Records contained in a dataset
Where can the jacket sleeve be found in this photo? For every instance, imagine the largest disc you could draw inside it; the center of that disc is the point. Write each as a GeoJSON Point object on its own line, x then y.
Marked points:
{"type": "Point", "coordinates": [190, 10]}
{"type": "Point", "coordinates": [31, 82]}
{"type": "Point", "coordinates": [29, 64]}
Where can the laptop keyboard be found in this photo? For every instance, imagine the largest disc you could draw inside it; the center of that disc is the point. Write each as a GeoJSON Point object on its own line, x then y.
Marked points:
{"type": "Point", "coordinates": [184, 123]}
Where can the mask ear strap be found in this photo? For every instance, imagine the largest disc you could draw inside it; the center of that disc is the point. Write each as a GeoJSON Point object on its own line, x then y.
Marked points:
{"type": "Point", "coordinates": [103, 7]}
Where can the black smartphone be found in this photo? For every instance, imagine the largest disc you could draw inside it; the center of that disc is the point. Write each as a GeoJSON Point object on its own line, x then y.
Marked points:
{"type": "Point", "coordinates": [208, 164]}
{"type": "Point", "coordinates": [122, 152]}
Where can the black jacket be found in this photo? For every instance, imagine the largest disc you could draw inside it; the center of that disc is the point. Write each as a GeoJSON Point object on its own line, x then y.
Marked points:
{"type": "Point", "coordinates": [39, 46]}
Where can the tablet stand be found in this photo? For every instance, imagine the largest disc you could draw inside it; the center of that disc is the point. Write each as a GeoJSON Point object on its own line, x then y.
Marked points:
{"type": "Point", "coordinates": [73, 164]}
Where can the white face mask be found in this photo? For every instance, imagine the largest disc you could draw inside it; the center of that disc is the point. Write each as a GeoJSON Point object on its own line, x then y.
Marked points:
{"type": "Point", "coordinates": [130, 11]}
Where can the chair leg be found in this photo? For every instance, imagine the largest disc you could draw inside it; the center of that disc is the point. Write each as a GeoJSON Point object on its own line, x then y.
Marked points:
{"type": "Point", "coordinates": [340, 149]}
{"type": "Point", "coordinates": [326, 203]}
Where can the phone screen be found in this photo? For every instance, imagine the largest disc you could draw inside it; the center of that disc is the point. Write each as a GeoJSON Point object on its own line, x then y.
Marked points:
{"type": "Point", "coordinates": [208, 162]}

= TASK DIRECTIONS =
Scan the data above, please, and give the number of lines where the word "jacket" occurs, with no further text.

= RESULT =
2